**WHAT YOU HAVE TO DO**
Reproduce every one of the following items verbatim, line for line, without changing anything.

___

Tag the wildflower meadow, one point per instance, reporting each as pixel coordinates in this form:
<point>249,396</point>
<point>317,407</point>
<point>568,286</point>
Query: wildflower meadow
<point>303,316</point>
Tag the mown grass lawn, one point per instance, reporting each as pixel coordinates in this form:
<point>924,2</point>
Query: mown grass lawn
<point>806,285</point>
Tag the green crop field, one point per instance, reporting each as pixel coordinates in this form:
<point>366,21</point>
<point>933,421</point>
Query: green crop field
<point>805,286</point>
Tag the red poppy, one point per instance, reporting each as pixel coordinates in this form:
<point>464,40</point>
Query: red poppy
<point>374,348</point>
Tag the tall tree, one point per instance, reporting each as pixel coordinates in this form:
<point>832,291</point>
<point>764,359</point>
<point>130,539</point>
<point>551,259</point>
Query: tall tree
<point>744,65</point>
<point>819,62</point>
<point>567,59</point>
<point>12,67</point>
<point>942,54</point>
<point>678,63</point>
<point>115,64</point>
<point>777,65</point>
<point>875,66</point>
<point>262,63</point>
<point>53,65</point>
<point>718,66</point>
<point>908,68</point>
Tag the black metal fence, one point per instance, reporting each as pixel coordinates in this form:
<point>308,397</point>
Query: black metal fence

___

**FINAL RESULT**
Tag the wildflower meadow, one point per instance, reporting each as pixel coordinates in this form:
<point>249,396</point>
<point>317,407</point>
<point>568,286</point>
Query: wildflower meadow
<point>303,316</point>
Tag the mown grass lawn, one point per instance, reporting each as pixel coordinates in this form:
<point>924,2</point>
Query: mown grass lawn
<point>806,285</point>
Tag the green crop field, one point per instance, reporting each as pixel coordinates in this form:
<point>366,21</point>
<point>933,421</point>
Query: green crop field
<point>805,286</point>
Tag the red poppy, one point per instance, reporting each as pixel coordinates in this form:
<point>464,40</point>
Query: red poppy
<point>374,348</point>
Tag the tall tree, one point per instance, reporting each as pixel coordinates in this form:
<point>832,291</point>
<point>764,359</point>
<point>130,539</point>
<point>551,259</point>
Query: tall tree
<point>744,65</point>
<point>819,62</point>
<point>567,59</point>
<point>12,67</point>
<point>942,54</point>
<point>678,63</point>
<point>115,64</point>
<point>777,65</point>
<point>875,66</point>
<point>262,63</point>
<point>53,65</point>
<point>718,66</point>
<point>908,68</point>
Tag the black metal fence, one point per instance, reporting each as pixel coordinates in this form:
<point>308,397</point>
Query: black metal fence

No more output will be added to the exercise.